* [PASSAGE PROVIDED]
"""

Connors went to college for a year at UCLA, where he won the NCAA singles title in 1971. He turned professional in 1972 and won his first professional title later that year in Jacksonville, Florida. Connors' competitiveness on court quickly made him stand out. He refused to accept that he was beaten and gave everything on every point of every game, no matter how apparently hopeless the cause. He also was not averse to playing to the crowd (he once remarked that "I want to bring the crowd into the match: in short, turn it into a football game") or abusing his opponent or the umpire—anything he could think of to give himself an edge. His brash behaviour both on and off court earned him a reputation as the brat of the tennis world. He acquired the nickname of the "Brash Basher of Belleville" (after the St Louis suburb where he grew up). His high-profile romance with fellow teen tennis prodigy Chris Evert in the early years of his career also helped to keep him in the headlines. Connors also acquired a reputation as a maverick in 1972 when he refused to join the newly formed Association of Tennis Professionals (ATP), the union that was embraced by most male professional players. He avoided the mainstream of professional tennis to play in, and dominate, a series of smaller tournaments organized by Bill Riordan, his manager and a promoter.

"""

* [DATA ROWS]
"""

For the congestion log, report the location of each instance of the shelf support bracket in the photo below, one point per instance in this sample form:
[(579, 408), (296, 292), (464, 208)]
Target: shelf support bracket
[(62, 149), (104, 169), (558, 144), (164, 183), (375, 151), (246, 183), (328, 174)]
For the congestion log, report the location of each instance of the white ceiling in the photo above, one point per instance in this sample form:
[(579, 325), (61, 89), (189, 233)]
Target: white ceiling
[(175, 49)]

"""

* [EXERCISE REQUIREMENTS] Carry the passage on Connors forward from its last sentence. The lines have no connection to the passage on Connors.

* [RESPONSE FOR THIS EXERCISE]
In 1974, Connors and Riordan began filing lawsuits, eventually amounting to U.S. $10 million, against the ATP and its president Arthur Ashe for allegedly restricting Connors' freedom in the game. It started when Connors was banned from the French Open in 1974 after he had signed a contract to play World Team Tennis (WTT) for Baltimore. The ATP and the French Tennis Federation opposed WTT because it conflicted with the French Open; therefore, all entries to the French Open from WTT players were refused. The French Open was the only Grand Slam tournament that Connors did not win in 1974. He won the Australian Open, defeating Phil Dent in four sets in the final. Connors then beat Ken Rosewall in straight sets in the finals of both Wimbledon and the U.S. Open. Therefore, his exclusion from the French Open possibly prevented him from becoming the first male player since Rod Laver to win all four Grand Slam singles titles in one year. Though he reached the semifinals on four occasions, Connors never won the French Open. Connors reached the World No. 1 ranking in July 1974 and held it for 160 straight weeks. Over the course of his career, he held the World No. 1 ranking for a total of 268 weeks.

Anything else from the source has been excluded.